┏━━

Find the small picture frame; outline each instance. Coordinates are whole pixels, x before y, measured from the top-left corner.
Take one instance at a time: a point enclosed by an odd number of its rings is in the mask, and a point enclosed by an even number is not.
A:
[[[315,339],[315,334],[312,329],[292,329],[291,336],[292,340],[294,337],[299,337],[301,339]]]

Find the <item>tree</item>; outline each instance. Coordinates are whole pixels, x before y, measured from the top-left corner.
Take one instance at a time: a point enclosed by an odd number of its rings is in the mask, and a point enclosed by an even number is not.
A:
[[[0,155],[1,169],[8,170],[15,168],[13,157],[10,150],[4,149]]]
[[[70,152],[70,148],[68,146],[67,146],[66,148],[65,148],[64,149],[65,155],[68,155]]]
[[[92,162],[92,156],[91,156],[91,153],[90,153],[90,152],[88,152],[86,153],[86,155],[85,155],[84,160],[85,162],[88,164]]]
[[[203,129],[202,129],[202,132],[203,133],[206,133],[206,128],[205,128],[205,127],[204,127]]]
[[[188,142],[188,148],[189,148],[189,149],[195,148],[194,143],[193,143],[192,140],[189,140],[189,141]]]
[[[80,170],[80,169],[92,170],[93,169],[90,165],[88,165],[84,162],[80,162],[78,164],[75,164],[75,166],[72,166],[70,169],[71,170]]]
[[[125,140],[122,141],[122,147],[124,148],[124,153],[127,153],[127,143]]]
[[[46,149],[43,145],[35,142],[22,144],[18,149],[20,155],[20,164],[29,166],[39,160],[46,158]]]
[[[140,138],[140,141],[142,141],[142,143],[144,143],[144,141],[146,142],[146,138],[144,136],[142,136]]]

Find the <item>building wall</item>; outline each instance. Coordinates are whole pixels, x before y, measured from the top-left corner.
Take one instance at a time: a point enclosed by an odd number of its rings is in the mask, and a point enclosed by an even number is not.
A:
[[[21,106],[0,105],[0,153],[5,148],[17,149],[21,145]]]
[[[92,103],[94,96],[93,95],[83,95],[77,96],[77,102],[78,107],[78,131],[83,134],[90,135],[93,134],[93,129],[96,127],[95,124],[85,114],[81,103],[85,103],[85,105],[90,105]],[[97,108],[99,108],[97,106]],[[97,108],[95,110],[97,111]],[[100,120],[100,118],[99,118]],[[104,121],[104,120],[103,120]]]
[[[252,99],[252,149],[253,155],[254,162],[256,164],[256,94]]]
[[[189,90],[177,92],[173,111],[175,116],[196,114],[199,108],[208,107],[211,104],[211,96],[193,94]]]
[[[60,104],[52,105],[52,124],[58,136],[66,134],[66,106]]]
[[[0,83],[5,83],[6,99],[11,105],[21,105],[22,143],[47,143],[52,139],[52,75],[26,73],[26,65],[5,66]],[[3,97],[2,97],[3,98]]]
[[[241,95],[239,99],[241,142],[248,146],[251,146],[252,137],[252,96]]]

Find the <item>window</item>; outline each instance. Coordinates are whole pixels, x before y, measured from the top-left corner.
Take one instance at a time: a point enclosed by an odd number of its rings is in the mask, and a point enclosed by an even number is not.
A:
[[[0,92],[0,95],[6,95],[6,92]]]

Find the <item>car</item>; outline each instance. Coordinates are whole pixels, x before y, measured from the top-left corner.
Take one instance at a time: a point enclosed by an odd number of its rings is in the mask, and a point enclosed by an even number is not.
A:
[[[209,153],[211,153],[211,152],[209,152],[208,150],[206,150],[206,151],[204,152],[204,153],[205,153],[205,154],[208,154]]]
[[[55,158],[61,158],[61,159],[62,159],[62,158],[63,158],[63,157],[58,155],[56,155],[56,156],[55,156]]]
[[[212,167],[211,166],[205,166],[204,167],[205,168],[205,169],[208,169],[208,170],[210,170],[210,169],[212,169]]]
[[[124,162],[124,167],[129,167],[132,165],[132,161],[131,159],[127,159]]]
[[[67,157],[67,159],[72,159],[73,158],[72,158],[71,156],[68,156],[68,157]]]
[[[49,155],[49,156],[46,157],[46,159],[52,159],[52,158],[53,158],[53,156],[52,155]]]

┗━━

STATED GOAL >> Reproduce all of the lines above verbatim, keeping their order, punctuation and coordinate values unchanged.

RESPONSE TO THE TASK >>
Find the small picture frame; outline each instance. Coordinates are whole pixels, x before y, measured from the top-left corner.
Take one instance at a time: a point enclosed by an odd number of its rings is in the mask, and a point enclosed by an even number is not.
A:
[[[315,339],[315,334],[312,329],[292,329],[291,336],[292,340],[294,337],[299,337],[301,339]]]

Find the <item>tree</item>; outline each instance. Coordinates are whole pixels, x before y, measured from the top-left corner.
Take one instance at a time: a point enclosed by an odd number of its rings is in the mask, and a point enclosed by an even number is not.
A:
[[[0,155],[1,169],[8,170],[15,168],[13,157],[10,150],[4,149]]]
[[[70,152],[70,148],[68,146],[67,146],[66,148],[65,148],[64,149],[65,155],[68,155]]]
[[[92,162],[92,156],[91,156],[91,153],[90,153],[90,152],[88,152],[86,153],[86,155],[85,155],[84,160],[85,162],[88,164]]]
[[[203,129],[202,129],[202,132],[203,133],[206,133],[206,128],[205,128],[205,127],[204,127]]]
[[[188,142],[188,148],[189,148],[189,149],[195,148],[194,143],[193,143],[192,140],[189,140],[189,141]]]
[[[80,170],[80,169],[92,170],[93,169],[90,165],[88,165],[84,162],[80,162],[78,164],[75,164],[75,166],[72,166],[70,169],[71,170]]]
[[[125,140],[122,141],[122,147],[124,148],[124,153],[127,153],[127,143]]]
[[[46,149],[43,145],[35,142],[22,144],[18,149],[20,155],[20,164],[29,166],[39,160],[46,158]]]
[[[140,138],[140,141],[142,141],[142,143],[144,143],[144,141],[146,142],[146,138],[144,136],[142,136]]]

Find the <item>building wall</item>; outline each instance. Coordinates are whole pixels, x before y, measured from the top-left corner.
Take one instance at a time: a point enclosed by an odd number of its rings is in the mask, and a point enclosed by an even number is not.
A:
[[[21,106],[0,105],[0,153],[5,148],[17,149],[21,145]]]
[[[92,103],[94,96],[93,95],[83,95],[77,96],[77,102],[78,107],[78,131],[83,134],[90,135],[93,134],[93,129],[96,127],[95,124],[85,114],[81,103],[85,103],[85,105],[90,105]],[[97,108],[99,108],[97,106]],[[97,108],[95,110],[97,111]],[[100,120],[100,118],[99,118]],[[104,121],[104,120],[103,120]]]
[[[252,99],[252,149],[253,155],[254,162],[256,164],[256,94]]]
[[[189,90],[177,92],[173,111],[175,116],[196,114],[199,108],[208,107],[211,104],[211,96],[193,94]]]
[[[60,104],[52,105],[52,124],[58,136],[66,134],[66,106]]]
[[[0,83],[5,83],[6,99],[11,105],[21,105],[22,143],[47,143],[52,139],[52,75],[26,73],[26,65],[5,66]],[[3,97],[2,97],[3,98]]]
[[[241,95],[239,99],[241,142],[248,146],[251,146],[252,137],[252,96]]]

Find the <item>window</item>; outline each instance. Coordinates are whole pixels, x before y, measured from the top-left corner.
Take one instance at a time: a point enclosed by an odd number of its rings is in the mask, and a point enclosed by an even number is not.
A:
[[[0,92],[0,95],[6,95],[6,92]]]

Find the <item>car</item>; outline each instance. Coordinates are whole pixels, x before y, measured from the top-left corner.
Take one instance at a time: a point enclosed by an odd number of its rings is in the mask, and a point enclosed by an even number is not.
A:
[[[209,153],[211,153],[211,152],[209,152],[208,150],[206,150],[206,151],[204,152],[204,153],[205,153],[205,154],[208,154]]]
[[[55,158],[61,158],[61,159],[62,159],[62,158],[63,158],[63,157],[58,155],[56,155],[56,156],[55,156]]]
[[[212,167],[211,166],[205,166],[204,167],[205,168],[205,169],[208,169],[208,170],[210,170],[210,169],[212,169]]]
[[[124,162],[124,167],[129,167],[132,165],[132,161],[131,159],[127,159]]]
[[[67,157],[67,159],[72,159],[73,158],[72,158],[71,156],[68,156],[68,157]]]
[[[49,155],[49,156],[46,157],[46,159],[52,159],[52,158],[53,158],[53,156],[52,155]]]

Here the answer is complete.